Du bezahlst also 10 Euro (Tarif) + 17 Euro (Anschluss) = 27 Euro im Monat fuer DSL1000 mit 2GB Volumentarif.

Du koenntest nun wechseln, sodass du den selben Preis im Monat bezahlst, nur mit folgenden Vorteilen:
- DSL2000,du bist also doppelt so schnell (20 Euro)
- Flatrate, also keine Volumenbeschraenkung (7 Euro)
- Du bekommst ein kostenloses DSL-Modem mit Router/Switch dazu.

Hoert sich doch gut an, oder? 
Dann haettest du obengenannte Vorteile und braeuchtest ausserdem nurnoch die Kabel fuer dein Netzwerk.


----------



## hpvw (3. Juli 2005)

zovax hat gesagt.:
			
		

> Ein Win-System als Router? Ich weiss ja nicht.. Kann dir mit 100%iger Sicherheit sagen, dass du damit auf Dauer jede Menge Probleme haben wirst.


Bei mir fungiert seit einigen Jahren ein Win2K Rechner mit 300 Mhz als Router (und Webserver, "Printserver", Backup-Rechner, CVS-Server und ISDN-Anrufer-Protokollierung; demnächst kommt Fax dazu und ggf. stell ich auch noch meinen Anrufbeantworter ab und mache es über den Rechner) und funktioniert tadellos. Na gut, einmal im Monat will er neu gestartet werden, weil Windows den Speicher zumüllt, aber für die kleine Unanehmlichkeit arbeite ich mich nicht in Linux ein.

Gruß hpvw


----------



## zovax (3. Juli 2005)

hpvw hat gesagt.:
			
		

> Bei mir fungiert seit einigen Jahren ein Win2K Rechner mit 300 Mhz als Router (und Webserver, "Printserver", Backup-Rechner, CVS-Server und ISDN-Anrufer-Protokollierung; demnächst kommt Fax dazu und ggf. stell ich auch noch meinen Anrufbeantworter ab und mache es über den Rechner) und funktioniert tadellos. Na gut, einmal im Monat will er neu gestartet werden, weil Windows den Speicher zumüllt, aber für die kleine Unanehmlichkeit arbeite ich mich nicht in Linux ein.
> 
> Gruß hpvw


Oh, hatte bis jetzt nur schlechtes von Win-Routern gehoert, scheint also auch Leute zu geben, wo es problemlos funktioniert, danke fuer den Hinweis.

Allerdings wird es auf einem 100Mhz Rechner wahrscheinlich nochmal schwerer. Ob Win2k dort ueberhaupt laeuft.. Jedenfalls von der Performance oder den Moeglichkeiten her kein Vergleich zu einem Linux-System ohne GUI. Win braucht allein fuer sein GUI ja wahrscheinlich schon 95% der Ressourcen


----------



## hpvw (3. Juli 2005)

::::::::

AUFGABENSTELLUNG: Wie oft muss der Win2K-Rechner, der laut dem Textabschnitt als Router dient, neu gestartet werden?

DATENSÄTZE:
::::::::

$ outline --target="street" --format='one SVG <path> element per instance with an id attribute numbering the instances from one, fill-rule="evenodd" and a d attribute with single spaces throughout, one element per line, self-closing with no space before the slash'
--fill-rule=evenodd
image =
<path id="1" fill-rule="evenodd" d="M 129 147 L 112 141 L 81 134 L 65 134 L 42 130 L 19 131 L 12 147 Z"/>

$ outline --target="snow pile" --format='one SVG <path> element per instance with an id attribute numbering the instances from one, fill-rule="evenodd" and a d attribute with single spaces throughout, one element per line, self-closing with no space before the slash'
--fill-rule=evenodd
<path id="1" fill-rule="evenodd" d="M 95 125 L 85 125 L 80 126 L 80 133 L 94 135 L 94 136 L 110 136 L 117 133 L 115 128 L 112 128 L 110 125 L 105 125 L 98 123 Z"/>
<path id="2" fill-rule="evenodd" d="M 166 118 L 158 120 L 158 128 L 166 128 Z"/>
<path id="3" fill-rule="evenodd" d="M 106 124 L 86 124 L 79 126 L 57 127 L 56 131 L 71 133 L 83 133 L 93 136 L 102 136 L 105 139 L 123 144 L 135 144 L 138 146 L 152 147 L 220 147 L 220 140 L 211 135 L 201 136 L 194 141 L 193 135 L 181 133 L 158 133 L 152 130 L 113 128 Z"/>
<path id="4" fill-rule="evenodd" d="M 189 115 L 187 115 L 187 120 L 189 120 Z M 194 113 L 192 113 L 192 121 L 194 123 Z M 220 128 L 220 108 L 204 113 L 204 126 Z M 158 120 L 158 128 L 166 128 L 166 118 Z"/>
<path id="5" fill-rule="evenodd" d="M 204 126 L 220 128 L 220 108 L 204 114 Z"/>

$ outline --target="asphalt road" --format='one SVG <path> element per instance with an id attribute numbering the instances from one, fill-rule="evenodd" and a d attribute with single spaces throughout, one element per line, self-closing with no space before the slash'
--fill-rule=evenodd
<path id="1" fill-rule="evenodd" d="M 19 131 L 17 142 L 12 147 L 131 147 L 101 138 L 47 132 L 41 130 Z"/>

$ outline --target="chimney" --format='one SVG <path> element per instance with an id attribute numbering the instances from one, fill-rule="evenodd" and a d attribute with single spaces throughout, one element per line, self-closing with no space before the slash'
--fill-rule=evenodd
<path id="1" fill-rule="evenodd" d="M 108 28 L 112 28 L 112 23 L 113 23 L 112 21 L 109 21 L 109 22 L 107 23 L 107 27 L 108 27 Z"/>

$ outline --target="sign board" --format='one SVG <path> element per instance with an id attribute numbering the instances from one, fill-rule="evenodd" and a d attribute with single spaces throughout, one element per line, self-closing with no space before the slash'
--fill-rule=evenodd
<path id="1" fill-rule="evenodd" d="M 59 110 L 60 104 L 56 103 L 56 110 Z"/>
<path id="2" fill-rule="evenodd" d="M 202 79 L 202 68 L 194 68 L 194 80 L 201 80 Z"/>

::::::::

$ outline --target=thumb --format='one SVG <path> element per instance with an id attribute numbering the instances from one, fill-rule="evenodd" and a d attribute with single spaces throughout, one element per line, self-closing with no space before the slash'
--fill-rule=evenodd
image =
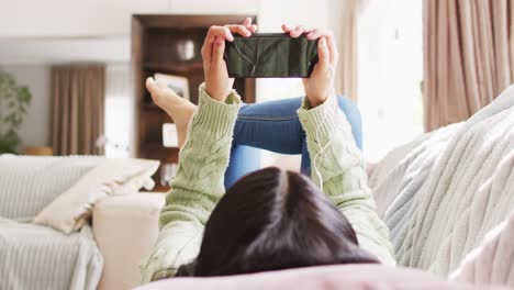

::::::::

DIE ANTWORT: Einmal im Monat, weil Windows den Speicher zumüllt.